■ REQUIRED WORK:
(A) In the dataframe filtering question, what error does the attempted code raise?
(B) Reproduce the dataframe filtering question word for word from "for col_name in" to "a boolean, i.e.".

■ SUPPLIED PASSAGE:
0

I feel I'm making this harder than it should be: what I have is a dataframe with some columns whose entries each contain numpy arrays (the names of the columns containing these arrays is in an array called names_of_cols_that_contain_arrays). What I want to do is filter out rows for which these numpy arrays have a sum value of zero. This is a similar question on which my code is based, but it doesn't seem to work with the iterator over rows in each column.

What I have currently in my code is

for col_name in names_of_cols_that_contain_arrays:
  for i in range(len(df[col_name])):
    df = df[df[col_name][i].sum() > 0.0]

which doesn't seem that efficient but is a first attempt that explictly goes through what I thought would be the correct method. But this appears to return a boolean, i.e.

Traceback
...
KeyError: True

In fact in most cases to the code above I get some error associated with a boolean being returned. Any pointers would be appreciated, thanks in advance!

■ Excerpts from a pointing dataset:
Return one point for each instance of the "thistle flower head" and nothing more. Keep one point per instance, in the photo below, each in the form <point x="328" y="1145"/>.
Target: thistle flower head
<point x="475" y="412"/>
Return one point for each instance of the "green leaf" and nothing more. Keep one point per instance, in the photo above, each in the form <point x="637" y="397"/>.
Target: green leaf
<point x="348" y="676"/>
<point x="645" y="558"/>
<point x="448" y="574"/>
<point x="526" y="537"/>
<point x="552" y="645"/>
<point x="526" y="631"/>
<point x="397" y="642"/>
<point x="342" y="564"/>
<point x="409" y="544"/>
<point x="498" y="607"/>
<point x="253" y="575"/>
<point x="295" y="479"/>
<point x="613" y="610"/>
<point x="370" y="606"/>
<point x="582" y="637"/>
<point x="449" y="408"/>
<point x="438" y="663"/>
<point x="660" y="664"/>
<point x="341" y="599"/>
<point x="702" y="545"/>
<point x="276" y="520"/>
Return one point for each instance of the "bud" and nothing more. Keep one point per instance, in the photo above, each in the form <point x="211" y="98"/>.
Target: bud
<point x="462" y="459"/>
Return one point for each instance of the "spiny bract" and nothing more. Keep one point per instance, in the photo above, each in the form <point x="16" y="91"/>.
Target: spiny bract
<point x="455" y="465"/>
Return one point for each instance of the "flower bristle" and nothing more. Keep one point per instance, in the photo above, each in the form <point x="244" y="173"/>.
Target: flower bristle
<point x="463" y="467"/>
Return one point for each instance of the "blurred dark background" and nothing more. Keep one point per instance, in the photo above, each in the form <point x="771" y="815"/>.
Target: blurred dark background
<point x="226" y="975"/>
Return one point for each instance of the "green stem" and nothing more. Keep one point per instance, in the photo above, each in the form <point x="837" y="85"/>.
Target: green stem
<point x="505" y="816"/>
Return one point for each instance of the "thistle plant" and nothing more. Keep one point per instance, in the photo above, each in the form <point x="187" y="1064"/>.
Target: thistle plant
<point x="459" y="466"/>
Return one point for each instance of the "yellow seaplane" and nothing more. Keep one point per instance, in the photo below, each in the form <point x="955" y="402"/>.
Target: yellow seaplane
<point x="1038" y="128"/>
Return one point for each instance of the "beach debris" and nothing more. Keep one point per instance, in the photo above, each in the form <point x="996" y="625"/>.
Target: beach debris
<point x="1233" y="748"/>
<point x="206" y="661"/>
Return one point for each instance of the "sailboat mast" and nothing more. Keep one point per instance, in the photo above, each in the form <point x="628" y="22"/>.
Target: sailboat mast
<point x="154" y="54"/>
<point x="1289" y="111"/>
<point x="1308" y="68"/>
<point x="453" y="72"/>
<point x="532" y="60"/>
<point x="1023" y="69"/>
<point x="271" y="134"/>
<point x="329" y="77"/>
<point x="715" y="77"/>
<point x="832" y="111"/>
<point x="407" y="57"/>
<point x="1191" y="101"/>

■ ANSWERS TO THE EXERCISES:
(A) KeyError: True

(B)
for col_name in names_of_cols_that_contain_arrays:
  for i in range(len(df[col_name])):
    df = df[df[col_name][i].sum() > 0.0]

which doesn't seem that efficient but is a first attempt that explictly goes through what I thought would be the correct method. But this appears to return a boolean, i.e.